Goal of the exercise →
Transcribe the entries that follow, every word as written, and drop the pictures.

Given information →
/---

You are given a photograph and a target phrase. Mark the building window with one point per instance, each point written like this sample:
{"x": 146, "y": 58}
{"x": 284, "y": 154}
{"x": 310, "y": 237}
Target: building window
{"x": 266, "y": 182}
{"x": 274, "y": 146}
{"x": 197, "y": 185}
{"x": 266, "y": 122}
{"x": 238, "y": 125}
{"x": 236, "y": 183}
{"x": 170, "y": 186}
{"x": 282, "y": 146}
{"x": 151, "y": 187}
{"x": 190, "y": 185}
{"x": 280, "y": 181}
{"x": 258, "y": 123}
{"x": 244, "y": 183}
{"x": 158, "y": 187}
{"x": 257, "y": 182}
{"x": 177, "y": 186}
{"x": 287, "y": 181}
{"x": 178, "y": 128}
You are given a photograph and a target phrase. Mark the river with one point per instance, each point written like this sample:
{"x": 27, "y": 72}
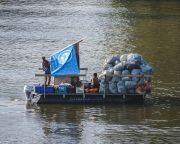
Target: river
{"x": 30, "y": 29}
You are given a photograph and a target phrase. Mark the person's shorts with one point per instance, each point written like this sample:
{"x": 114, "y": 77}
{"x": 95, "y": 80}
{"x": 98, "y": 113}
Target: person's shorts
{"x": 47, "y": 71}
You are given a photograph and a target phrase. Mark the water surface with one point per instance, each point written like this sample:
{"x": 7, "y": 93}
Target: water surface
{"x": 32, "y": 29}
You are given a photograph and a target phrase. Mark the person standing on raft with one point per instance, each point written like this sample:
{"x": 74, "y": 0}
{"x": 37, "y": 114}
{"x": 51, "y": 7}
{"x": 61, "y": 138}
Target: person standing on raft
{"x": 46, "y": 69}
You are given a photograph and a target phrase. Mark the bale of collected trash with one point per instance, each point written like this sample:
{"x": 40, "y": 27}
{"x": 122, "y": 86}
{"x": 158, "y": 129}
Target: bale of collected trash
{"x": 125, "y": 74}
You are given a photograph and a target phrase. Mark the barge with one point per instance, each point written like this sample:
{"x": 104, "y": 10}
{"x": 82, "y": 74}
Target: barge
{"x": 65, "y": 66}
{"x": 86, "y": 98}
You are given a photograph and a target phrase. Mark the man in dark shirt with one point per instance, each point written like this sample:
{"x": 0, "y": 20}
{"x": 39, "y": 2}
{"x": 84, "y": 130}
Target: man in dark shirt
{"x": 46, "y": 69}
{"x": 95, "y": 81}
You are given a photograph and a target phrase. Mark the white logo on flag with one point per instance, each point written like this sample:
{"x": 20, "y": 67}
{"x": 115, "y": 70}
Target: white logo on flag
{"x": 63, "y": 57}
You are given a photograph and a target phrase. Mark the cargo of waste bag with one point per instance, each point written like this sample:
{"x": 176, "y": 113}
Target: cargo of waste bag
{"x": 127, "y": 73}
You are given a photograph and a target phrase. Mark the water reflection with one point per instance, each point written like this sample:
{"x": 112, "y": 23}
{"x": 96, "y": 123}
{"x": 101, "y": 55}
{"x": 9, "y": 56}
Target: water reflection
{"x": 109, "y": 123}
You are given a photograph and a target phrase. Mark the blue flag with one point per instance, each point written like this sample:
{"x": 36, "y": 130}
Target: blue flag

\---

Output for this task →
You are given a photograph and a target phrase. Mark the building window with one point per instance, each point written like this sample:
{"x": 146, "y": 58}
{"x": 284, "y": 154}
{"x": 310, "y": 237}
Target: building window
{"x": 266, "y": 182}
{"x": 274, "y": 146}
{"x": 197, "y": 185}
{"x": 266, "y": 122}
{"x": 238, "y": 125}
{"x": 236, "y": 183}
{"x": 170, "y": 186}
{"x": 282, "y": 146}
{"x": 151, "y": 187}
{"x": 190, "y": 185}
{"x": 280, "y": 181}
{"x": 258, "y": 123}
{"x": 244, "y": 183}
{"x": 158, "y": 187}
{"x": 257, "y": 182}
{"x": 177, "y": 186}
{"x": 287, "y": 181}
{"x": 178, "y": 128}
You are given a photograph and a target phrase. Mark the river with one point per instance, each point written like this sample:
{"x": 27, "y": 72}
Target: river
{"x": 30, "y": 29}
You are given a photograph and a target phrase. Mark the person's shorts with one point per instance, each point written like this sample:
{"x": 114, "y": 77}
{"x": 95, "y": 80}
{"x": 98, "y": 113}
Target: person's shorts
{"x": 47, "y": 71}
You are given a photograph and a target phrase. Mark the water surface with one point per instance, each point written like this sample:
{"x": 7, "y": 93}
Target: water surface
{"x": 32, "y": 29}
You are given a photograph and a target phrase. Mark the person standing on raft with one point per instance, each point written like this sample:
{"x": 74, "y": 0}
{"x": 37, "y": 114}
{"x": 51, "y": 7}
{"x": 61, "y": 138}
Target: person standing on raft
{"x": 46, "y": 69}
You are given a photograph and a target phrase. Mark the bale of collected trash with one point per instance, each point written like this sample:
{"x": 40, "y": 27}
{"x": 122, "y": 86}
{"x": 158, "y": 129}
Target: bale of collected trash
{"x": 125, "y": 74}
You are given a photograph and a target phrase. Mark the barge with one point per instance, each point written like this sample:
{"x": 104, "y": 10}
{"x": 82, "y": 74}
Target: barge
{"x": 65, "y": 66}
{"x": 86, "y": 98}
You are given a photograph and a target phrase. Mark the man in dark shirt with one point per instance, each point written like this sample:
{"x": 0, "y": 20}
{"x": 39, "y": 2}
{"x": 84, "y": 130}
Target: man in dark shirt
{"x": 46, "y": 69}
{"x": 95, "y": 81}
You are given a photograph and a target phrase. Mark the white logo on flag with one point per instance, each point written like this sample:
{"x": 20, "y": 67}
{"x": 115, "y": 70}
Target: white logo on flag
{"x": 63, "y": 57}
You are given a photograph and a target phrase. Mark the cargo of waste bag with one point per instance, each point written like this sample:
{"x": 176, "y": 113}
Target: cargo of waste bag
{"x": 127, "y": 73}
You are given a photograph and a target phrase. Mark the water reflection with one point per instance, each point written like this sample:
{"x": 112, "y": 23}
{"x": 96, "y": 123}
{"x": 101, "y": 55}
{"x": 9, "y": 56}
Target: water reflection
{"x": 109, "y": 123}
You are given a photograph and a target phrase. Mark the blue flag with one point per instance, each point written like this sample:
{"x": 36, "y": 130}
Target: blue flag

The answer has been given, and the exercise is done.